COMPLETE THE FOLLOWING.
[A] In the forum thread, how long can it take to migrate a Windows-API-calling code base of the described size to Mac and/or Linux?
[B] Print the part of the forum thread starting with "I had no idea" and going on through "Windows on Macs.".
[C] Check each statement against the forum thread and answer yes or no, quoting the words that decide it: (i) Bart last wrote commercial software in the 90s. (ii) Some of Lynn's customers run Linux on their desktops. (iii) Lynn describes going to the cloud as a total disaster for the shop.

**** PASSAGE SHOWN ****

That will only open new (likely smaller) market and not
resolve the issue on Lynn's current, Windows-using market.

Windows-API-calling code-base of described size (together
with unit-tests and other support stuff) can take tens
of man-years to migrate to Mac and/or Linux. So couple
millions of budget is needed for to start.

Lynn McGuire

unread,
Feb 20, 2020, 2:22:37 PM2/20/20
to
None of my customers are running Linux on their desktops. All are
businesses running Windows. But, who knows what the future will bring.

Lynn

Lynn McGuire

unread,
Feb 20, 2020, 2:23:54 PM2/20/20
to
Thanks for understanding the issues of working in a very small shop. We
actually want to go to the cloud but that is a total disaster for us.

Lynn

Bart

unread,
Feb 20, 2020, 2:46:07 PM2/20/20
to
I was last writing commercial software in the 90s, to run on Windows
because that was what everybody had. Windows PCs could also be bought
anywhere off-the-shelf, ready to go, and with a vast number of
peripherals available, that could be trusted to just work.

I had no idea at the time where one would even buy a Linux PC.

Perhaps one in a thousand asked about running on Linux, but it wasn't
worth it to us to do anything about that. Some had success though
emulating Windows on Macs.

20-25 years on, I'm not sure that much has changed; I still have no idea
where one would buy an actual Linux desktop PC. (Tablets and phones are
a completely different market, not really suitable for the kind of
software we wrote.)

Even if Linux PCs were everywhere - each one is running a different
version of Linux. Each could have a different processor. How do you even
distribute binaries on such systems? That is also a different world.

It's only on newsgroups like this that Windows developers are in a minority.

**** GIVEN INFORMATION ****

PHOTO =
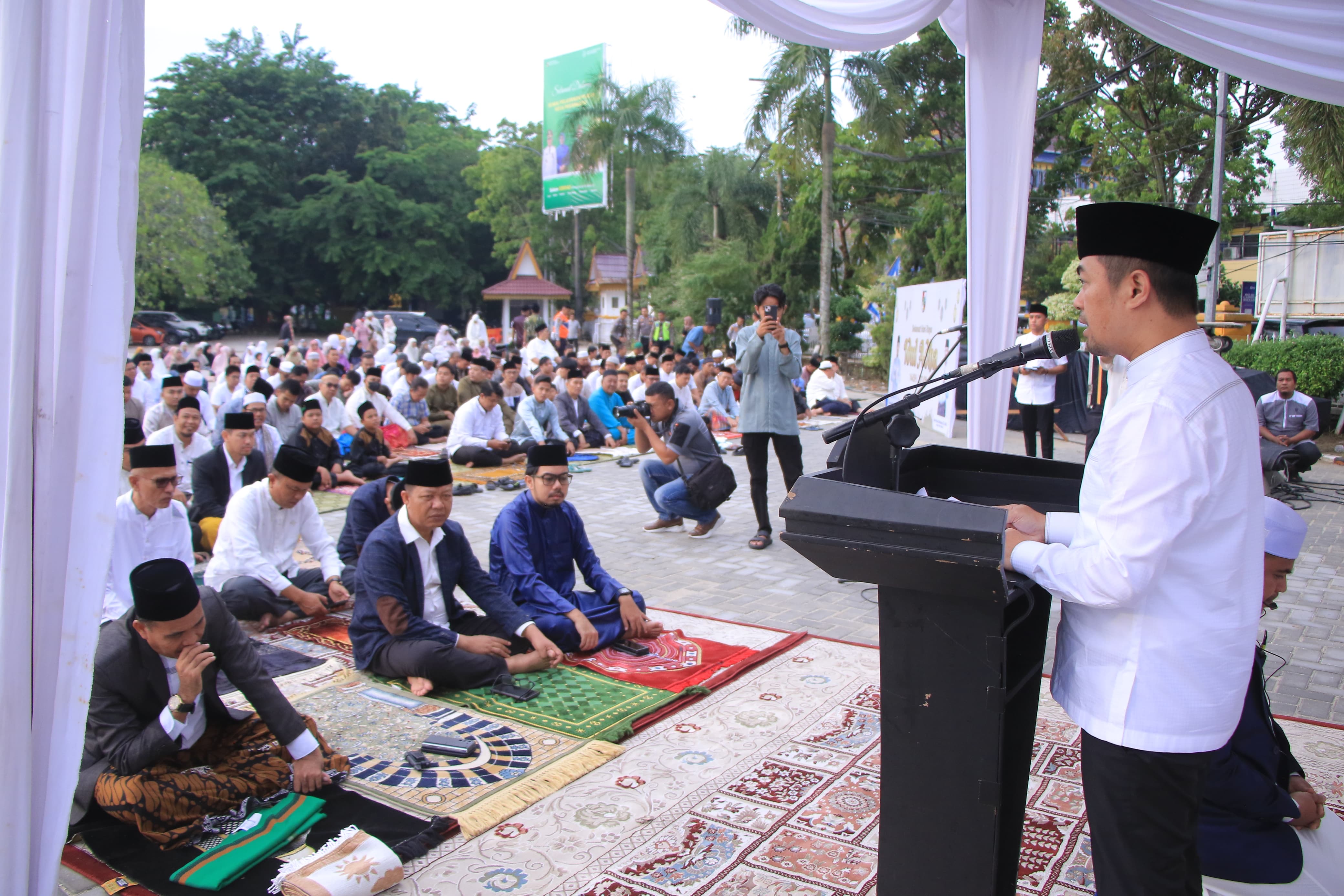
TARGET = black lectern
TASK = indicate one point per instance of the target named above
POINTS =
(961, 643)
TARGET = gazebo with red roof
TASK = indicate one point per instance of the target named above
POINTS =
(525, 283)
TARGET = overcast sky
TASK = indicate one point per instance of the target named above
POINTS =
(490, 54)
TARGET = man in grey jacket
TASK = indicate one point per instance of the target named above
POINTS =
(162, 752)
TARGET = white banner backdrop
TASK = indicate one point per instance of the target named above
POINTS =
(922, 312)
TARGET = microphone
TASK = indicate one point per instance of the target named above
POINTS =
(1054, 344)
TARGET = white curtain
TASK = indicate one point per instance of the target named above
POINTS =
(72, 96)
(1296, 46)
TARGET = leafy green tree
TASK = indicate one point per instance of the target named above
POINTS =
(252, 127)
(797, 92)
(402, 225)
(185, 252)
(629, 124)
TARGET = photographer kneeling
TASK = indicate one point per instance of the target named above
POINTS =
(683, 445)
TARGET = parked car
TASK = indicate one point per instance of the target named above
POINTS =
(178, 330)
(146, 334)
(413, 324)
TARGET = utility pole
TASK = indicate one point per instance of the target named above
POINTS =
(1215, 205)
(574, 270)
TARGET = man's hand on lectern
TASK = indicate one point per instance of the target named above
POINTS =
(1013, 538)
(1026, 521)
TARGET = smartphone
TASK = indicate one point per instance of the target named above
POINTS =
(449, 745)
(631, 648)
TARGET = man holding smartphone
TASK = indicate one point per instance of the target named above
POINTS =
(769, 359)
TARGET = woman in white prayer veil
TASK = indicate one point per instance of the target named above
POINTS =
(476, 334)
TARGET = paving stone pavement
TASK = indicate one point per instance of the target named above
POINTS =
(776, 587)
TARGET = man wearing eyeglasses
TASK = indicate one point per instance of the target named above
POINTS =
(537, 542)
(151, 526)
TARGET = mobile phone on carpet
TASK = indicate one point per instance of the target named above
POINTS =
(449, 745)
(631, 648)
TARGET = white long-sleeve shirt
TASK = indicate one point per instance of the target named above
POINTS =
(258, 539)
(359, 395)
(187, 455)
(136, 539)
(474, 425)
(1160, 570)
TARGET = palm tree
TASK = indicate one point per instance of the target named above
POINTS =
(636, 121)
(797, 89)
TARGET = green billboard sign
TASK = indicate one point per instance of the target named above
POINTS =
(569, 85)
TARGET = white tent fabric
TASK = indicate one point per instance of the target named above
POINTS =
(72, 97)
(1296, 46)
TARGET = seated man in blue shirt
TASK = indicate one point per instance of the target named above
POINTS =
(369, 508)
(406, 621)
(1261, 823)
(604, 404)
(535, 544)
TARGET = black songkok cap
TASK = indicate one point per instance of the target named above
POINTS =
(432, 473)
(163, 590)
(152, 456)
(295, 464)
(1150, 233)
(548, 455)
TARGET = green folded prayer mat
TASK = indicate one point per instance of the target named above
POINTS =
(260, 838)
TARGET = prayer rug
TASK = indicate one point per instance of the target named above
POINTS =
(574, 702)
(517, 765)
(278, 661)
(330, 632)
(111, 848)
(765, 788)
(678, 661)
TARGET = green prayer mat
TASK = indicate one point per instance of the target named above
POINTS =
(574, 702)
(260, 838)
(330, 501)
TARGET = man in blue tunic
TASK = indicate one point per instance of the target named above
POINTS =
(406, 620)
(535, 544)
(369, 508)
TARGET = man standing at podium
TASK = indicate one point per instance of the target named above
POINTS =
(1159, 570)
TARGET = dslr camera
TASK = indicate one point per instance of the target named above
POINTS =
(628, 410)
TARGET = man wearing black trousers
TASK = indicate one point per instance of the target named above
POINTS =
(1037, 389)
(1159, 573)
(769, 359)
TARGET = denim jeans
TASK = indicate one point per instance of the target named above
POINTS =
(666, 488)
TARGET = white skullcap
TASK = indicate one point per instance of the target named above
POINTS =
(1286, 530)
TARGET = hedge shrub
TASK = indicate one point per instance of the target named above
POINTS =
(1318, 361)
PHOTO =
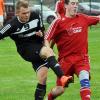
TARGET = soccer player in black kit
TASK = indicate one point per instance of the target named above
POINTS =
(26, 31)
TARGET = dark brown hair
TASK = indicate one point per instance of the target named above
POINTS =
(22, 3)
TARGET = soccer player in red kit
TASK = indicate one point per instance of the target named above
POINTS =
(59, 8)
(70, 33)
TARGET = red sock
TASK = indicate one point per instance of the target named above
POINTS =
(85, 94)
(50, 96)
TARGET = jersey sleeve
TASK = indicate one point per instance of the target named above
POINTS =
(52, 30)
(59, 7)
(91, 20)
(5, 31)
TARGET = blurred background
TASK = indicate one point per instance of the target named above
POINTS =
(89, 7)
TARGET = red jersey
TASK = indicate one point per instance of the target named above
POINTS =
(71, 34)
(59, 8)
(1, 7)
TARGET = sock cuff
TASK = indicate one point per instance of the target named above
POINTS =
(41, 86)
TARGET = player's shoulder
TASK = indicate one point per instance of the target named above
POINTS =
(35, 14)
(57, 20)
(81, 15)
(12, 21)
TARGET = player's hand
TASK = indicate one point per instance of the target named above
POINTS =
(39, 33)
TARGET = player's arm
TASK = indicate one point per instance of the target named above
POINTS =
(41, 28)
(5, 31)
(52, 43)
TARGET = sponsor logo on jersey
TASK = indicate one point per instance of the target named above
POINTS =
(74, 30)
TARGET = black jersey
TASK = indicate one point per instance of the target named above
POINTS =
(23, 32)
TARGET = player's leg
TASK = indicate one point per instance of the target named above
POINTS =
(48, 53)
(85, 91)
(59, 90)
(42, 77)
(82, 70)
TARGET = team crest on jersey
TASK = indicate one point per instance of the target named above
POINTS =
(74, 30)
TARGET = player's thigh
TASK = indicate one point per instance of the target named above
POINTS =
(67, 68)
(46, 52)
(42, 75)
(30, 52)
(82, 64)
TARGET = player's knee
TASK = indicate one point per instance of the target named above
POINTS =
(46, 52)
(42, 75)
(84, 79)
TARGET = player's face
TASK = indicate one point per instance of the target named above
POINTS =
(72, 7)
(23, 14)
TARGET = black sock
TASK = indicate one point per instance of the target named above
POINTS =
(53, 64)
(40, 92)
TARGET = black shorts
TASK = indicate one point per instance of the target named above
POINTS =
(31, 52)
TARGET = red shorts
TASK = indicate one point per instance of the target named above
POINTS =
(73, 65)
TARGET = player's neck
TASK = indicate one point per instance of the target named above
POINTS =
(69, 15)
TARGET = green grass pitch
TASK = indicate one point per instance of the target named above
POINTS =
(18, 79)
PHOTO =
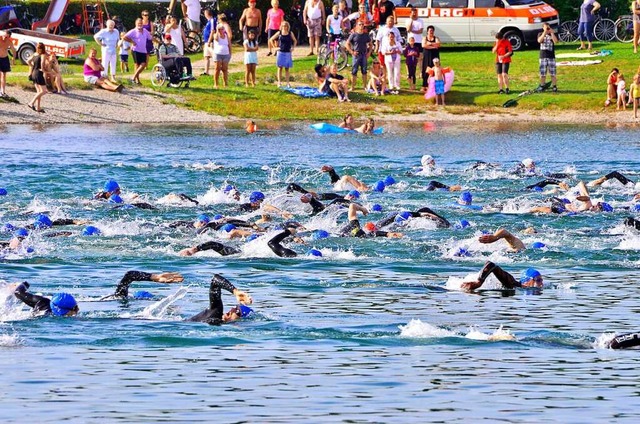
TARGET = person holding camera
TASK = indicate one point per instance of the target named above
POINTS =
(547, 39)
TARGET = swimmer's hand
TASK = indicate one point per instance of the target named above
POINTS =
(242, 297)
(189, 251)
(487, 238)
(470, 286)
(167, 277)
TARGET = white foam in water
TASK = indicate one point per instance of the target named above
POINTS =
(602, 341)
(418, 329)
(158, 310)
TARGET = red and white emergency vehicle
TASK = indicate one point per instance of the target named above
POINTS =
(470, 21)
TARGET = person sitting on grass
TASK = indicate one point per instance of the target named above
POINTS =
(93, 73)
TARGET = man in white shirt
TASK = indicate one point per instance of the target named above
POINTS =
(108, 38)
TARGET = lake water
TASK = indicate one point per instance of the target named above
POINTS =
(367, 333)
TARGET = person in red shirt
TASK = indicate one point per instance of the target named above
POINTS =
(503, 51)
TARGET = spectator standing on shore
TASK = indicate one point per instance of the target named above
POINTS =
(251, 19)
(6, 46)
(36, 74)
(430, 51)
(138, 37)
(108, 38)
(313, 17)
(275, 15)
(177, 35)
(547, 40)
(207, 50)
(191, 11)
(588, 9)
(360, 47)
(503, 51)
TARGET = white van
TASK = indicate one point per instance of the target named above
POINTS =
(470, 21)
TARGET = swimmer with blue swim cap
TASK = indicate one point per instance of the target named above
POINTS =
(215, 315)
(61, 304)
(530, 278)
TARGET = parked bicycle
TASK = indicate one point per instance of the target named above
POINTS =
(334, 52)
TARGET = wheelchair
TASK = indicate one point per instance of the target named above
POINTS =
(172, 76)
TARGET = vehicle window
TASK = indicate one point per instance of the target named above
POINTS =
(449, 3)
(417, 3)
(489, 3)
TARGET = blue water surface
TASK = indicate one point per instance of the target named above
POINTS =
(367, 333)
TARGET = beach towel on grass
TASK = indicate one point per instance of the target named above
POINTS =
(308, 92)
(578, 62)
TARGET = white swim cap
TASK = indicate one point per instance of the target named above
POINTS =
(427, 160)
(528, 162)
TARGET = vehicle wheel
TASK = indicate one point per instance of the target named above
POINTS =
(158, 75)
(26, 52)
(341, 59)
(568, 32)
(516, 39)
(605, 30)
(322, 54)
(624, 30)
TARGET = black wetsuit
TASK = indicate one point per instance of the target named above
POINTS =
(277, 248)
(625, 341)
(41, 305)
(218, 247)
(213, 315)
(425, 212)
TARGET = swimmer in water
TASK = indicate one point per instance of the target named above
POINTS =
(344, 180)
(530, 278)
(514, 243)
(214, 314)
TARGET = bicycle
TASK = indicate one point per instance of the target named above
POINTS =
(333, 51)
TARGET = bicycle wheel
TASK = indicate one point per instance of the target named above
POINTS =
(568, 31)
(322, 53)
(340, 59)
(605, 30)
(193, 44)
(624, 30)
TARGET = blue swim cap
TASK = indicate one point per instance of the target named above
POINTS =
(529, 274)
(7, 228)
(62, 303)
(115, 199)
(227, 228)
(319, 234)
(606, 207)
(142, 294)
(203, 218)
(379, 186)
(42, 221)
(252, 237)
(111, 186)
(245, 311)
(256, 196)
(90, 230)
(462, 224)
(466, 198)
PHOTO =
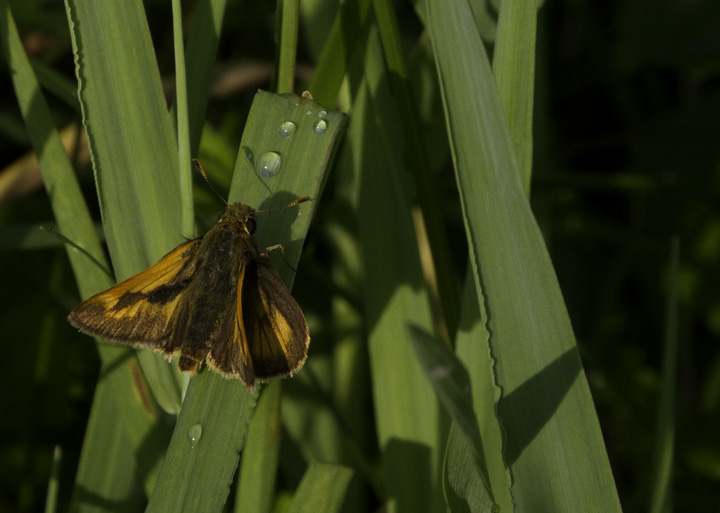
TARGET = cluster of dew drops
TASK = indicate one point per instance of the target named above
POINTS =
(269, 162)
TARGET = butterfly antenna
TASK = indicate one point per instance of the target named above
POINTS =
(201, 168)
(291, 204)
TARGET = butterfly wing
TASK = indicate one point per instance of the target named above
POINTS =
(230, 356)
(140, 310)
(276, 331)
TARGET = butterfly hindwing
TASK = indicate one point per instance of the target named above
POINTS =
(232, 357)
(140, 310)
(276, 331)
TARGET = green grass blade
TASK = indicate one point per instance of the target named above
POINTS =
(200, 56)
(322, 489)
(287, 51)
(514, 68)
(547, 411)
(662, 497)
(336, 55)
(184, 158)
(132, 148)
(260, 455)
(53, 482)
(410, 423)
(210, 431)
(468, 476)
(417, 163)
(471, 346)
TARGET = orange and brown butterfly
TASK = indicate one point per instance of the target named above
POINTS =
(215, 299)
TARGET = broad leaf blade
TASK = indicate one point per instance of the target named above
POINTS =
(547, 411)
(132, 148)
(322, 489)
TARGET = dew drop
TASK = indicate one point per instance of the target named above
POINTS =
(269, 163)
(319, 126)
(194, 434)
(286, 129)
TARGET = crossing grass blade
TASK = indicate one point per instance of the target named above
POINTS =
(322, 489)
(546, 409)
(108, 443)
(410, 424)
(132, 147)
(210, 431)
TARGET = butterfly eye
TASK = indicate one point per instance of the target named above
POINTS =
(251, 225)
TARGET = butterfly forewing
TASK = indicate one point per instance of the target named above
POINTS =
(140, 311)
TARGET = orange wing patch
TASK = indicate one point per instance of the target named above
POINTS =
(148, 300)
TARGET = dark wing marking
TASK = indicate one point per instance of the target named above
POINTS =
(230, 356)
(276, 330)
(140, 310)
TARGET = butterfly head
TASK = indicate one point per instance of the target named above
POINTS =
(241, 216)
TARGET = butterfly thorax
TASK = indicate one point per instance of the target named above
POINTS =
(224, 249)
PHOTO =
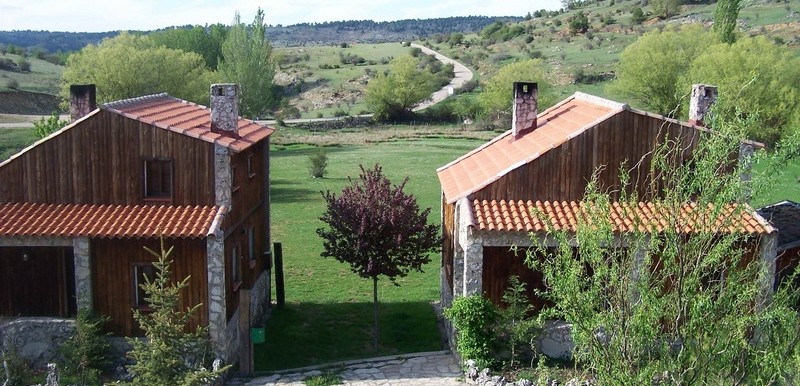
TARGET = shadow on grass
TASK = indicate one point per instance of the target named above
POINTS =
(304, 334)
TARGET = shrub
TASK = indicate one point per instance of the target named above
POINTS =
(85, 351)
(318, 163)
(473, 317)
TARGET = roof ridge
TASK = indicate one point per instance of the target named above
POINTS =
(136, 101)
(600, 101)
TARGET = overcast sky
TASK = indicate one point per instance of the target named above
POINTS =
(112, 15)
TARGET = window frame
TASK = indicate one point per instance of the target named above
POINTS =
(166, 164)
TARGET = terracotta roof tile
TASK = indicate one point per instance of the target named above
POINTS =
(529, 216)
(106, 221)
(166, 112)
(555, 126)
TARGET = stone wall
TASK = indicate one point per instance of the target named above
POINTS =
(36, 339)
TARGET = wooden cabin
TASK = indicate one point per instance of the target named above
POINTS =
(77, 208)
(544, 164)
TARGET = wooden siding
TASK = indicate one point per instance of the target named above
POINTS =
(37, 281)
(112, 278)
(250, 201)
(564, 172)
(448, 240)
(499, 264)
(101, 161)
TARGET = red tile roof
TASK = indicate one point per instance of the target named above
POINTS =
(108, 221)
(556, 125)
(166, 112)
(529, 216)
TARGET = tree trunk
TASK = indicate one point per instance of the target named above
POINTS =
(375, 311)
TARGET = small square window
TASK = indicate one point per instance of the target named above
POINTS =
(158, 179)
(142, 273)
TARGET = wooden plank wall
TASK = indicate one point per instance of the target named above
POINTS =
(112, 277)
(564, 172)
(249, 201)
(101, 161)
(43, 284)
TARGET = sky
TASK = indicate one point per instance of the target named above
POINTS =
(112, 15)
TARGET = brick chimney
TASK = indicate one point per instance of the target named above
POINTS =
(225, 108)
(525, 109)
(82, 100)
(703, 96)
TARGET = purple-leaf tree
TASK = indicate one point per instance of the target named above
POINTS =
(378, 229)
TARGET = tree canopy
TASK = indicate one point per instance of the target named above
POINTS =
(393, 95)
(129, 66)
(378, 230)
(247, 61)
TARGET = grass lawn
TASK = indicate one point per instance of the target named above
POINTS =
(328, 315)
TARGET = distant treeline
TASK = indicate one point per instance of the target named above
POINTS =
(361, 31)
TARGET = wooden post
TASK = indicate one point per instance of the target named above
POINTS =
(280, 294)
(245, 343)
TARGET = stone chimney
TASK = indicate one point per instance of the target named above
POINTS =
(225, 108)
(82, 100)
(703, 96)
(525, 109)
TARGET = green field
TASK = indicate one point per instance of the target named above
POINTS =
(328, 316)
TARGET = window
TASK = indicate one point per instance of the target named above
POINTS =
(236, 272)
(251, 171)
(158, 179)
(251, 239)
(142, 272)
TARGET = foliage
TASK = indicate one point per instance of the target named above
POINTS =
(514, 324)
(205, 41)
(473, 317)
(85, 351)
(129, 66)
(651, 70)
(496, 98)
(578, 23)
(247, 61)
(46, 126)
(318, 163)
(671, 307)
(391, 96)
(15, 369)
(725, 16)
(378, 230)
(760, 80)
(168, 355)
(324, 379)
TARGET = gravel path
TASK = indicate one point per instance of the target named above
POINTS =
(437, 368)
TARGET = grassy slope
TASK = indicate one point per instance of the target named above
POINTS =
(44, 76)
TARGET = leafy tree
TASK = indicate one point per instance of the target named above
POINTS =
(671, 307)
(206, 41)
(578, 23)
(651, 70)
(46, 126)
(378, 230)
(725, 16)
(393, 95)
(129, 66)
(496, 98)
(168, 355)
(247, 61)
(759, 79)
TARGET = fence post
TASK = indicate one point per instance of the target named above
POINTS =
(280, 294)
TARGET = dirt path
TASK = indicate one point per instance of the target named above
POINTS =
(463, 75)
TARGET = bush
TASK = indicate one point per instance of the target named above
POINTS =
(318, 163)
(473, 317)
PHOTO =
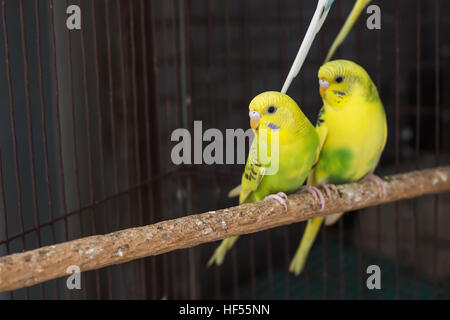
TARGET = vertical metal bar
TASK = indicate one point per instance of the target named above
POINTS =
(156, 111)
(167, 108)
(180, 116)
(185, 105)
(58, 124)
(30, 133)
(437, 142)
(212, 103)
(125, 118)
(136, 136)
(44, 129)
(247, 95)
(13, 132)
(147, 130)
(397, 138)
(111, 112)
(72, 114)
(5, 213)
(99, 125)
(234, 261)
(282, 22)
(417, 132)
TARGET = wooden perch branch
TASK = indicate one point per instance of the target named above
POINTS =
(36, 266)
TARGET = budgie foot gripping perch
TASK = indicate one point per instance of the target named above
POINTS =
(46, 263)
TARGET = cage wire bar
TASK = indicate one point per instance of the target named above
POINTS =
(85, 141)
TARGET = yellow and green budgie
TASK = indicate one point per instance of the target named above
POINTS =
(275, 113)
(352, 130)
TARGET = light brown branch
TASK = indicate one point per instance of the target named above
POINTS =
(36, 266)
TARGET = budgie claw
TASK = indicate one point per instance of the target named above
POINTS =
(281, 197)
(328, 188)
(379, 182)
(316, 193)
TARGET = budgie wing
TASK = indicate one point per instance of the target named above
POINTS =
(253, 173)
(322, 132)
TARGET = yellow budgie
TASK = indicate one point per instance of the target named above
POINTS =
(352, 131)
(275, 113)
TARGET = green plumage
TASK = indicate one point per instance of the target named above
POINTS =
(297, 144)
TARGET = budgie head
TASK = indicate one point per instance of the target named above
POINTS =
(339, 80)
(277, 112)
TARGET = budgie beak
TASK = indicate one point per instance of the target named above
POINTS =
(323, 86)
(254, 119)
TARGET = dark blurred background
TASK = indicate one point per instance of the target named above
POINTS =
(87, 116)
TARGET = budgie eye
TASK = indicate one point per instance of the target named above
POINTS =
(271, 109)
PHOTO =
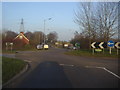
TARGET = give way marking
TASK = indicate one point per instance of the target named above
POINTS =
(105, 70)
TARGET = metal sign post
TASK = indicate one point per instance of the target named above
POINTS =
(11, 46)
(6, 46)
(110, 49)
(110, 44)
(93, 46)
(93, 51)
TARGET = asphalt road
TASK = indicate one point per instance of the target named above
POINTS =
(53, 69)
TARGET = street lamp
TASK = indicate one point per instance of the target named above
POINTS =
(44, 28)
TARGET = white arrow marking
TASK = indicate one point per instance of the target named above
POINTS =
(100, 45)
(66, 65)
(117, 45)
(105, 70)
(93, 44)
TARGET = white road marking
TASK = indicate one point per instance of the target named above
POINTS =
(105, 70)
(27, 61)
(66, 65)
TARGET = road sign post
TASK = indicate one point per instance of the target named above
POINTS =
(93, 46)
(110, 45)
(11, 46)
(117, 45)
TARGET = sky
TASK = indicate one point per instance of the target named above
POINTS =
(34, 14)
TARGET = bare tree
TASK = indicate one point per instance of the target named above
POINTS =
(107, 19)
(84, 17)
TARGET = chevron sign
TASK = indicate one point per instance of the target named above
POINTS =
(101, 45)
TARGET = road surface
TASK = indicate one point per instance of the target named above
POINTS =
(53, 69)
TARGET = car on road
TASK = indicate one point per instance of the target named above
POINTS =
(46, 47)
(39, 46)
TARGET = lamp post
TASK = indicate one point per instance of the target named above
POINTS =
(44, 28)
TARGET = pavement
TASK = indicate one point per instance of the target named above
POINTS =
(53, 69)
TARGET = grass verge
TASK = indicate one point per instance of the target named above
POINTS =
(11, 67)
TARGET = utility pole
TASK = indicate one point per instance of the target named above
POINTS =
(44, 29)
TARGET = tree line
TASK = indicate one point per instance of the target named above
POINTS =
(35, 38)
(97, 21)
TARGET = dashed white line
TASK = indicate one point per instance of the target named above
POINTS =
(105, 70)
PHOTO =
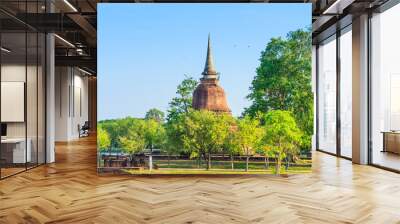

****

ANSWERS GIVEN.
[A] It can take tens of man-years.

[B]
I had no idea at the time where one would even buy a Linux PC.

Perhaps one in a thousand asked about running on Linux, but it wasn't
worth it to us to do anything about that. Some had success though
emulating Windows on Macs.

[C]
(i) Yes: "I was last writing commercial software in the 90s"
(ii) No: "None of my customers are running Linux on their desktops."
(iii) Yes: "We actually want to go to the cloud but that is a total disaster for us."